All lines below must be repeated exactly, with the pictures omitted.

**Records from a dataset:**
───

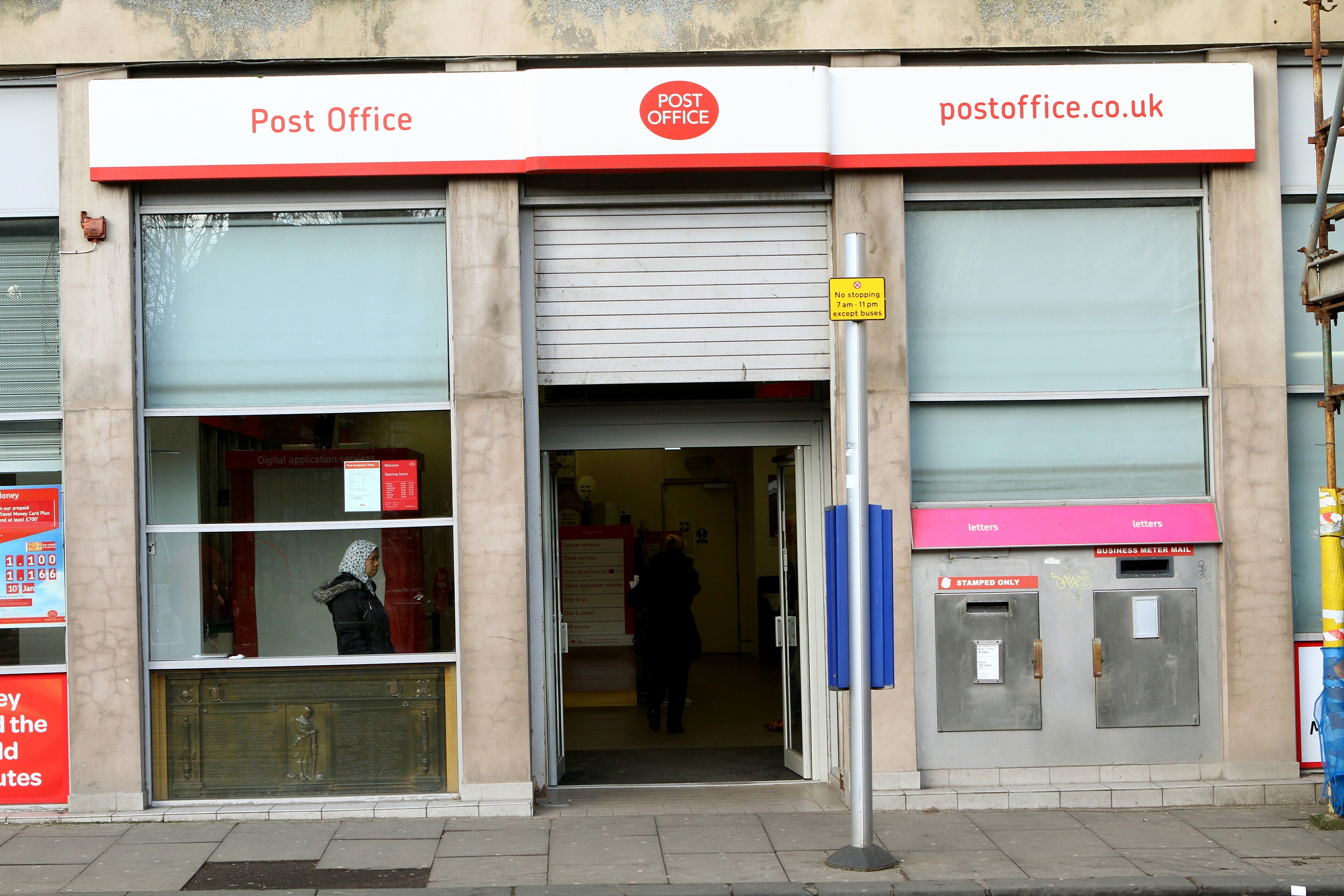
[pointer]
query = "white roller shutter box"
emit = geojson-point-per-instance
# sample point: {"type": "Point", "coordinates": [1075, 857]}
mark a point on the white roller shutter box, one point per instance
{"type": "Point", "coordinates": [693, 293]}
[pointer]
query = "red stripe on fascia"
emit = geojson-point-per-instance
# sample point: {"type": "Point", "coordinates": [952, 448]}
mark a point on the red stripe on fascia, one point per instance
{"type": "Point", "coordinates": [686, 162]}
{"type": "Point", "coordinates": [306, 170]}
{"type": "Point", "coordinates": [1062, 158]}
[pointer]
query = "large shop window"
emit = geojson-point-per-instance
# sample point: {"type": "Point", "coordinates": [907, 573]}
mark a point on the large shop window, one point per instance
{"type": "Point", "coordinates": [299, 502]}
{"type": "Point", "coordinates": [1093, 302]}
{"type": "Point", "coordinates": [30, 387]}
{"type": "Point", "coordinates": [295, 308]}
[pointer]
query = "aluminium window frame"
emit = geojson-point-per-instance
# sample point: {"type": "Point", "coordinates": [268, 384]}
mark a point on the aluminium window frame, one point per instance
{"type": "Point", "coordinates": [1093, 199]}
{"type": "Point", "coordinates": [147, 531]}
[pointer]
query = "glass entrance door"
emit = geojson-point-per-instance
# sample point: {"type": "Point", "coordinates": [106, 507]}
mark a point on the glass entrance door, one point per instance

───

**THE REPLY:**
[pointer]
query = "white roller shutter box"
emit = geojson-point-per-instance
# sample point: {"type": "Point", "coordinates": [1075, 857]}
mark a point on the white roller shutter box, one point per instance
{"type": "Point", "coordinates": [693, 293]}
[pointer]
query = "red stripe on fascia"
emit = geojson-point-per-instance
# sample point: {"type": "Point", "coordinates": [952, 448]}
mark a point on the red stripe on fascia, one point per instance
{"type": "Point", "coordinates": [686, 162]}
{"type": "Point", "coordinates": [306, 170]}
{"type": "Point", "coordinates": [1062, 158]}
[pointer]
query = "large shop window"
emit = geojson-point-per-instance
# sample point: {"type": "Point", "coordinates": [907, 573]}
mark a point on the large shop window, one point per instance
{"type": "Point", "coordinates": [299, 502]}
{"type": "Point", "coordinates": [1093, 302]}
{"type": "Point", "coordinates": [30, 387]}
{"type": "Point", "coordinates": [295, 308]}
[pointer]
query = "aluminium window frame"
emit = geojson-point-per-instance
# sample point: {"type": "Point", "coordinates": [268, 384]}
mark a point on the aluminium window frame, one point per instance
{"type": "Point", "coordinates": [1093, 199]}
{"type": "Point", "coordinates": [147, 531]}
[pointer]
query = "glass entrance door"
emit = geojson-point-per-instance
# sample point: {"type": "Point", "coordinates": [106, 507]}
mark a point on the glass entrance door, one point per instance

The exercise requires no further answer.